» 課題と練習:
1 > 小豆沢家についての文章のうち、「本当はもっとたくさんあるかも」で始まり「としてこなかったのだ! と。」までの部分を、一字一句変えずに書き写すこと。
2 > 小豆沢家についての文章を、最後の文の後から書き継ぐこと。

小豆沢家の一族(3)
小豆沢家の悪いところは一つ。他山の石が実践できないところである。
本当はもっとたくさんあるかもしれない。いや、間違いなくある。でも、今書いている時点で思ったのはその一つだから、この気持ち、ウソではない。言葉の綾。別に構いませんよね。
人の失敗談はとにかく大好き。毎日がぶ飲み。二リットルは摂取したい。そこから何かを学び取り、人間としてちまちま成長していっていればきっと、明治が始まった時点では華族に序列されていただろう。
だから、先祖に対しては怒りを覚えている。なぜ君たちはもっとちゃんとしてこなかったのだ! と。
他人の失敗をげらげら笑って、あー今日もええ日やったなぁーさあ晩飯何食べよ? とやり続けてきた結果がこれだ。学べ! 今からでも遅くはない! 百年後にはパワハラをしない優しい兵庫県知事ぐらいにはなれるかもしれない!
しかしまあ、おそらく同じことを子孫に言われる。維新回天の小豆沢家も、令和の小豆沢家もこれといって精神が成長していないからだ。

» データセット内容:
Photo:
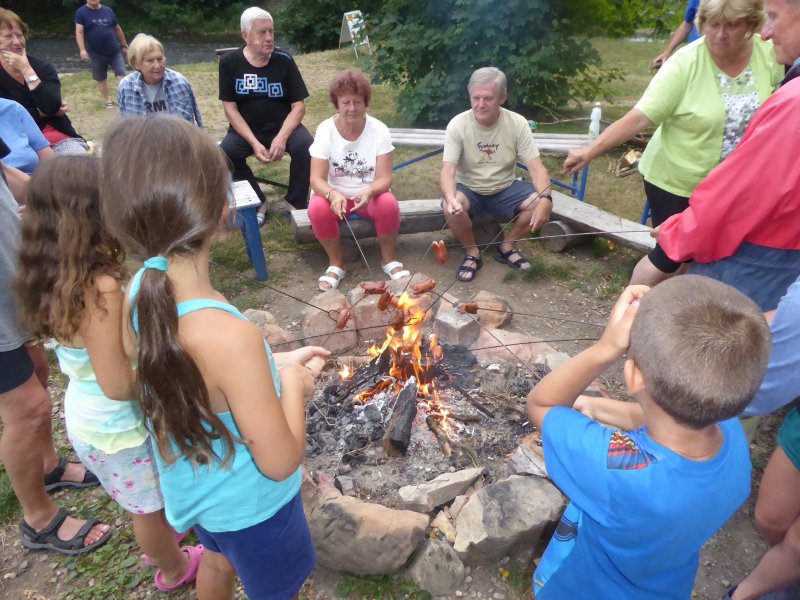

» 記述解答:
1 >
本当はもっとたくさんあるかもしれない。いや、間違いなくある。でも、今書いている時点で思ったのはその一つだから、この気持ち、ウソではない。言葉の綾。別に構いませんよね。
人の失敗談はとにかく大好き。毎日がぶ飲み。二リットルは摂取したい。そこから何かを学び取り、人間としてちまちま成長していっていればきっと、明治が始まった時点では華族に序列されていただろう。
だから、先祖に対しては怒りを覚えている。なぜ君たちはもっとちゃんとしてこなかったのだ! と。

2 >
つい、二週間ほど前の話だ。
「あいつほんまアホやねん。ゴルフの練習やー言うて、家の中でええ気持ちで一番ウッド振り回してて、ついにでっかい窓にヘッドぶつけて粉々に割ったらしいで!」
夕食の場、兄がスタンダップコメディアンのように大きな身振りで友人の失敗談を説明する。
「そらやってもーたなぁ。家ン中で一番ウッドはあかんでさすがに……九番アイアンぐらいにしとかななぁ」
父が論点のずれたとぼけたボケをかますので、
「そういう問題ちゃうから」と、私が話を閉じる。そもそも違いがよくわからないので面白いのかどうかもわからない。
「あれまぁー……で、なんぼしたんその窓?」
母は損害にしか興味がない。
「なんとな……」
兄が声をひそめ、テーブルの下からパーにした右手とチョキにした左手を静かに挙げる。
「ななまん?!」
私も含め、家族の声がシンクロした。
「ななまんか……」
「ななまんなぁ……」
「えー……ななまん……」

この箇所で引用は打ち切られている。